(THE PROBLEM)
Look through the listing and report every line that has "Locate" in it.
——————————
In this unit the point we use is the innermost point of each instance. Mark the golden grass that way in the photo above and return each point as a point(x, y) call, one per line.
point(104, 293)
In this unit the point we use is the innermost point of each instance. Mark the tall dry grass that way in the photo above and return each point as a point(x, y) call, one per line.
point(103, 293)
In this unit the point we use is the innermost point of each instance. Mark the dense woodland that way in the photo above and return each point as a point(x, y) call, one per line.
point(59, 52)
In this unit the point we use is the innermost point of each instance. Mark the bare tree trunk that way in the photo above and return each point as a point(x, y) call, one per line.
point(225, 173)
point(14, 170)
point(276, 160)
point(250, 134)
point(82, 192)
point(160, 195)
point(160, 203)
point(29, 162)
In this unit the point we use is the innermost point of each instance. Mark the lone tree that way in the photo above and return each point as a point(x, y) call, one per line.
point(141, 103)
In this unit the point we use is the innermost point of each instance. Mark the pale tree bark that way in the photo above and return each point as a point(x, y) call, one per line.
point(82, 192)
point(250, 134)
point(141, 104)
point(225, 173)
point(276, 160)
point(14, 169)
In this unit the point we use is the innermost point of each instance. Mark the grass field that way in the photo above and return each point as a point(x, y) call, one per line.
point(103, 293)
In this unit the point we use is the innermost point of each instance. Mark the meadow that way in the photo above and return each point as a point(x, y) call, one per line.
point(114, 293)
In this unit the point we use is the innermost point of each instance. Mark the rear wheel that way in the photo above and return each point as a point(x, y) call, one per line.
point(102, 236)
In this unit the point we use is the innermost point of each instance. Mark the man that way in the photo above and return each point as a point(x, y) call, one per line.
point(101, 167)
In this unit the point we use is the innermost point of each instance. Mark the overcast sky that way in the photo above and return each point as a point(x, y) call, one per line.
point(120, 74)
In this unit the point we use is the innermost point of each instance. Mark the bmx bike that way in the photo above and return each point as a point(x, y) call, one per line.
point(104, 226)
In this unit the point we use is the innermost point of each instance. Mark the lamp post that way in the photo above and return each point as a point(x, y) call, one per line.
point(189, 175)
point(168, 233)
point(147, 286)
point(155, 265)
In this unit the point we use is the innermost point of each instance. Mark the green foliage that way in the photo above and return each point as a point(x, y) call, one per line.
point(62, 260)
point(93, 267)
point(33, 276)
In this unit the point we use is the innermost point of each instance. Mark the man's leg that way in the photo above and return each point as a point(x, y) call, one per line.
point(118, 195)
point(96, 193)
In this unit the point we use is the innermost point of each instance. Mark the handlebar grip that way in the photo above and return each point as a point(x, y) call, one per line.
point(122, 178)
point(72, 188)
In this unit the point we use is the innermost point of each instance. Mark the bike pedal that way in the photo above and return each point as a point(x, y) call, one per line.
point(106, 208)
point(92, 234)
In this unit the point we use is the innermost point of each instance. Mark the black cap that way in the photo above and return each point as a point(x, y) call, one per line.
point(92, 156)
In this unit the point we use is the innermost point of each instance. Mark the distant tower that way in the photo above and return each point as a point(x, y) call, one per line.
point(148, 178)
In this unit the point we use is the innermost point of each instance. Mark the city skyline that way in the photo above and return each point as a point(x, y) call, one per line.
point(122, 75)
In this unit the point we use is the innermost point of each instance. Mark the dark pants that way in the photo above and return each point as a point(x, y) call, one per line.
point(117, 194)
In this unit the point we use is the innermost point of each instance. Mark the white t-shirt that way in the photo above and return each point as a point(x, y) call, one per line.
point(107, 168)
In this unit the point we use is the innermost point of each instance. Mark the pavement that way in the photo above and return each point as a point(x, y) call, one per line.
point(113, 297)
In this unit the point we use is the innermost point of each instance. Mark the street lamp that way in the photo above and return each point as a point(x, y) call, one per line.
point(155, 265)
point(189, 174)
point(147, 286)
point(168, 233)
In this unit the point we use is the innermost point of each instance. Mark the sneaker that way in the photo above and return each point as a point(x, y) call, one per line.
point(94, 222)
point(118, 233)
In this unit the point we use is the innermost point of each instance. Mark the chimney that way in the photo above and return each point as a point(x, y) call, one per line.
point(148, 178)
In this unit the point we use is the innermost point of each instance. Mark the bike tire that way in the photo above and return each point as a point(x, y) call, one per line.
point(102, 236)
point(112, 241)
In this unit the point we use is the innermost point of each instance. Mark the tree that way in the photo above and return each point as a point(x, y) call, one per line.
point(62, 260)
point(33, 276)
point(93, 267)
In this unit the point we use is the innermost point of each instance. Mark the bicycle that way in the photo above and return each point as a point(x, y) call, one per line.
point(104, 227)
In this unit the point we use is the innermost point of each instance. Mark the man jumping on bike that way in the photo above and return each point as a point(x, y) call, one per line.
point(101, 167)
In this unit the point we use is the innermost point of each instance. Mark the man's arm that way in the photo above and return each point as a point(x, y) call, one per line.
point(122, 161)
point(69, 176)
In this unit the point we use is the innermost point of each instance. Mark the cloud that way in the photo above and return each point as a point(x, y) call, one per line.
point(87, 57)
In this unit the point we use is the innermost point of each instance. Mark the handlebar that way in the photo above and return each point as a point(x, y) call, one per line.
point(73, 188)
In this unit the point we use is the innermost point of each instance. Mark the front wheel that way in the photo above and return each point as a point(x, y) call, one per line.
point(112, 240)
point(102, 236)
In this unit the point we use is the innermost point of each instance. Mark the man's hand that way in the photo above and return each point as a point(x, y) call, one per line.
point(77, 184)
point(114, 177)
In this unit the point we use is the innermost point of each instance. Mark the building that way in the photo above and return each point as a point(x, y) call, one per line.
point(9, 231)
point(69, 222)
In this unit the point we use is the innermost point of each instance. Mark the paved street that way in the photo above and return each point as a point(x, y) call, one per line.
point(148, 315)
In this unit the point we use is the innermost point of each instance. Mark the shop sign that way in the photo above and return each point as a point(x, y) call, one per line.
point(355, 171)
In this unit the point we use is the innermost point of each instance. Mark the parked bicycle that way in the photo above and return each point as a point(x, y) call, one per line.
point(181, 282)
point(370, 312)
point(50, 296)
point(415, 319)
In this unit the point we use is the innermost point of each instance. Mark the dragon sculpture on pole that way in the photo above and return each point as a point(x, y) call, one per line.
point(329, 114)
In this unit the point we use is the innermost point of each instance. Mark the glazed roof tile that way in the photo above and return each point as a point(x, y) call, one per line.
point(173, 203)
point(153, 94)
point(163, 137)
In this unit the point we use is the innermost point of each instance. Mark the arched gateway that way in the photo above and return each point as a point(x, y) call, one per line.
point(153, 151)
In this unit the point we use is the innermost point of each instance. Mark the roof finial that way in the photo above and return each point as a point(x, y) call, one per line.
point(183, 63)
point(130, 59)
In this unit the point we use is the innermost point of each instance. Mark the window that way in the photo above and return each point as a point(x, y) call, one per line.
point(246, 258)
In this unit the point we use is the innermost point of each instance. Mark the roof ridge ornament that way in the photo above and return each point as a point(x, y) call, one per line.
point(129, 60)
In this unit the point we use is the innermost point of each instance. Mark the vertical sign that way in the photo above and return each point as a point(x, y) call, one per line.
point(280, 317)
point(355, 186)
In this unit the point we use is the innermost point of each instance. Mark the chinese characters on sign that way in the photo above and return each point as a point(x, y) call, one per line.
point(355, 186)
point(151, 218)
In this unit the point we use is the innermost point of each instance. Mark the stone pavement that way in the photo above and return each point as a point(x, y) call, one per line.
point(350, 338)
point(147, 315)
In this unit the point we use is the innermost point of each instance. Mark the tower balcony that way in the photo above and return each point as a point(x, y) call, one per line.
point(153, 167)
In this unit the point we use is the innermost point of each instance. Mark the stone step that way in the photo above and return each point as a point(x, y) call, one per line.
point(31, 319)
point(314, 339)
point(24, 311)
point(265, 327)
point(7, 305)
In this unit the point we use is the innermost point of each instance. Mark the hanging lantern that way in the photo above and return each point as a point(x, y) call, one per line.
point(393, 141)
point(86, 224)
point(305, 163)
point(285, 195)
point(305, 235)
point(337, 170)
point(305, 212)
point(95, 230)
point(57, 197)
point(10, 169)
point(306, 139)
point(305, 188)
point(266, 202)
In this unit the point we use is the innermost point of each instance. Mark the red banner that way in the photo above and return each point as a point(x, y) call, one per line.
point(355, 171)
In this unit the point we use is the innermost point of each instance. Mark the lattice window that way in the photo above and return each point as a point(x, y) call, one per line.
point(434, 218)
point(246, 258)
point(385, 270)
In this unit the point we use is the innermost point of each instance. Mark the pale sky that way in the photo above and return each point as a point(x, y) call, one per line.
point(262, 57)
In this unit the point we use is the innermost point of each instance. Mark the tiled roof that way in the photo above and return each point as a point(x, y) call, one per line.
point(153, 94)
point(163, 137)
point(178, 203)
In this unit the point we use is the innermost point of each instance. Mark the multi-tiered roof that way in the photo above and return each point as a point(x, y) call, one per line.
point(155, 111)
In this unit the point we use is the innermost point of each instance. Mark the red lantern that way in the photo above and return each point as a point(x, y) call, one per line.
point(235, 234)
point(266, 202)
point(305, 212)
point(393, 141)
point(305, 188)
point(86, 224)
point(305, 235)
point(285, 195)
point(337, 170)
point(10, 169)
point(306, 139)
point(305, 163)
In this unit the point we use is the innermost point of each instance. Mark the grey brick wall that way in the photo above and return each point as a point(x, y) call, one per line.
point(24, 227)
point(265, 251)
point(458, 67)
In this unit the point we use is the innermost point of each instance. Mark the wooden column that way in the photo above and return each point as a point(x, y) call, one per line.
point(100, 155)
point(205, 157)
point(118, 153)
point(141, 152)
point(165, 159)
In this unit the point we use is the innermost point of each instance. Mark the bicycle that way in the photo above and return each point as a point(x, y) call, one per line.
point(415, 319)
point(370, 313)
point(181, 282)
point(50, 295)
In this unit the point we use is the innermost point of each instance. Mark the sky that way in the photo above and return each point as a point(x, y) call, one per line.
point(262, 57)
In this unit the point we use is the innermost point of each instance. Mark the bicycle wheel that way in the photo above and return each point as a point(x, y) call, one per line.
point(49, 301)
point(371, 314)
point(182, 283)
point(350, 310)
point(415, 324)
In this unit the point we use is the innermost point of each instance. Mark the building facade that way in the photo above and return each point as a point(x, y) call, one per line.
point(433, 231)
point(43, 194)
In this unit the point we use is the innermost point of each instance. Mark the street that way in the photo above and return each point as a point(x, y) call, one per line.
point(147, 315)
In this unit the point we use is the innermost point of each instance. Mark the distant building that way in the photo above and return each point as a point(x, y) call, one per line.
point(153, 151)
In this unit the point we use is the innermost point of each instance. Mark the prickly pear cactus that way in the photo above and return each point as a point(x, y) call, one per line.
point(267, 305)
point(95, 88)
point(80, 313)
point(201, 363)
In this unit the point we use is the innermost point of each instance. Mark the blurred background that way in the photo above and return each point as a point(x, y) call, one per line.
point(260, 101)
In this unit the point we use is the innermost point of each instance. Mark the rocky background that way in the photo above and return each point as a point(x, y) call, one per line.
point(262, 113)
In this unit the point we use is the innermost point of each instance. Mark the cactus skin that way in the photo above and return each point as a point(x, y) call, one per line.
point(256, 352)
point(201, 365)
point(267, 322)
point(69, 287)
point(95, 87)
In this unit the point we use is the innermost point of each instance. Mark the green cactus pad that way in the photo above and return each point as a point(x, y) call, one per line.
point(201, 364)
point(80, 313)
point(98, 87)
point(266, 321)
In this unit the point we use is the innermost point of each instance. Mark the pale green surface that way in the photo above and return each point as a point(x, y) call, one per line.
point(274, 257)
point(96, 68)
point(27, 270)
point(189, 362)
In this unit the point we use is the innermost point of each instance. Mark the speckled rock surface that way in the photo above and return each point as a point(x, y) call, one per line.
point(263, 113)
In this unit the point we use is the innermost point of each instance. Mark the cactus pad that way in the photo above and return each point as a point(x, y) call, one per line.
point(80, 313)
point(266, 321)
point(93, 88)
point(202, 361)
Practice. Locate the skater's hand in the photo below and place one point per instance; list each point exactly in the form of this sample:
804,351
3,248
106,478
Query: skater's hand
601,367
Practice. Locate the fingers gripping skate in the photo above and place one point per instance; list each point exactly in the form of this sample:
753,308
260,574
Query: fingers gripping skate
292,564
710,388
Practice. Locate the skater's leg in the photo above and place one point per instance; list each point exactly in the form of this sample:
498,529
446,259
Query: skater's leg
——————————
(RESULT FOR THIS TASK)
Practice. Locate the skater's hand in the photo below and place one point per instance; list each point exactly in the form of this sample:
Practice. Locate the fingers gripping skate in the photo above and place one point per instance; list each point exactly in the form of this sample:
Practice. Locate the skater's leg in the photo above and place one point per instance; list each point exactly in the form of this sample:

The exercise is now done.